FRAGMENTO DEL TEXTO:
Según mi yo de hace diez años, la vida se dividía claramente en momentos “buenos” y en momentos "malos”, momentos todos ellos que siempre iban a existir en la vida de cualquier persona, ya que lo bueno y lo malo se complementan entre sí. Es decir, según mi extraña teoría, la vida de cualquier ser humano siempre debía de poseer momentos buenos y malos, ya que era imposible vivir toda una vida en la que todo fuera perfecto o un verdadero desastre. Para ello, recuerdo que ejemplificaba mi absurda teoría de “los contrastes” al hablar de un día concreto de clase en el instituto. Durante ese día, las tres primeras horas de clase habían sido lo más aburrido del mundo (al menos para mí). Por el contrario, las tres horas siguientes fueron clases muy interesantes y divertidas, lo que de algún modo me hacía pensar que algo o alguien había decidido recompensar mi paciencia ante aquellas primeras horas de clase tan soporíferas, con otra ración de clases más dinámicas y atractivas.
Aunque sigo pensando, como cualquier otro ser humano con una pizca de raciocinio, que la vida se divide en momentos buenos y malos, hace muchísimo tiempo que he dejado de buscar explicaciones absurdas a todos los hechos que nos suceden en nuestro día. El azar, la casualidad, son los grandes motores que configuran cualquier vida. Aunque esto es ya otro asunto. Para profundizar en este tema tan interesante, es mucho mejor ver A dos metros bajo tierra o algunas películas de Woody Allen, que dejarme a mí elucubrar sobre algo tan abstracto y complejo como el sentido de la vida.
De este modo, debo reconocer que el verdadero motivo por el cual he recordado aquel curioso concepto de la “cuestión de contrastes”, tiene mucho que ver con algunas cosas que he visto y oído durante las últimas semanas en la televisión. Asuntos que me han provocado vergüenza y orgullo, tristeza y alegría. Los sucesos que más emociones negativas me han despertado últimamente han sido las manifestaciones de determinados individuos de extrema derecha contra el Gobierno, quienes han protestado contra la gestión que actualmente está haciendo el Ejecutivo español de la crisis del coronavirus. Unas protestas que tienen su verdadera razón de ser en la incapacidad de una buena parte de la derecha de nuestro país para aceptar que un Gobierno de izquierdas esté en el poder, y que han encontrado en esta crisis sanitaria la excusa perfecta para derrocar a un Gobierno legítimo, que con sus aciertos y sus errores, poco a poco va sacando adelante algo tan complicado e incierto como la gestión de una pandemia mundial.
Por suerte, gran parte del dolor que me ha provocado ver a mi país tan desunido durante estas semanas, se ha visto inmensamente reducido por la emisión de la cuarta temporada de El Ministerio del Tiempo, posiblemente la mejor serie española que he visto nunca, y una de las diez o quince mejores series que he presenciado en toda mi vida. Ver esta serie de nuevo durante las últimas semanas ha sido como una forma de reconciliarme con mi país, y así apreciar todo lo bueno que también tenemos, que no es poco (como diría el gran José Luís Cuerda, que en paz descanse).

Registros de una colección de datos
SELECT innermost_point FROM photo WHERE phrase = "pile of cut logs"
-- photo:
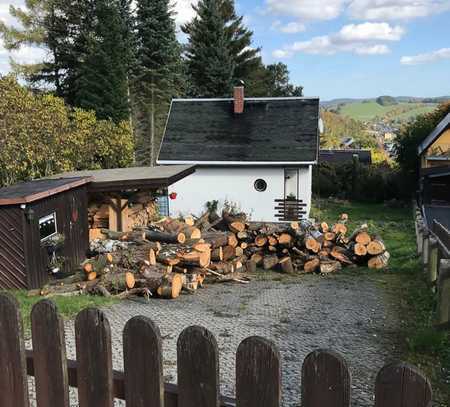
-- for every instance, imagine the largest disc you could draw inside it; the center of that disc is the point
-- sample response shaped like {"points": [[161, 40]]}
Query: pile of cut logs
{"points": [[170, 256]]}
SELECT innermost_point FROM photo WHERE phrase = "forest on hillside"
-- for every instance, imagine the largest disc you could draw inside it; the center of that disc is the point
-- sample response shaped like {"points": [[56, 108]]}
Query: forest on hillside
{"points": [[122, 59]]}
==
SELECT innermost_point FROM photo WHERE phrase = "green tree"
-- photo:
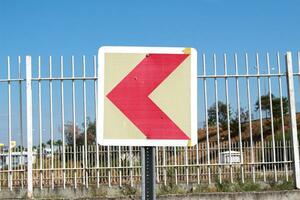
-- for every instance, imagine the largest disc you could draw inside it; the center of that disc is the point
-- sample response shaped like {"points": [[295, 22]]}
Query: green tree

TUS INSTRUCCIONES:
Copia de nuevo el texto sobre los contrastes de la vida desde "Aunque sigo pensando, como" hasta "de la vida." y cambia "azar" por "destino".

RESPUESTA:
Aunque sigo pensando, como cualquier otro ser humano con una pizca de raciocinio, que la vida se divide en momentos buenos y malos, hace muchísimo tiempo que he dejado de buscar explicaciones absurdas a todos los hechos que nos suceden en nuestro día. El destino, la casualidad, son los grandes motores que configuran cualquier vida. Aunque esto es ya otro asunto. Para profundizar en este tema tan interesante, es mucho mejor ver A dos metros bajo tierra o algunas películas de Woody Allen, que dejarme a mí elucubrar sobre algo tan abstracto y complejo como el sentido de la vida.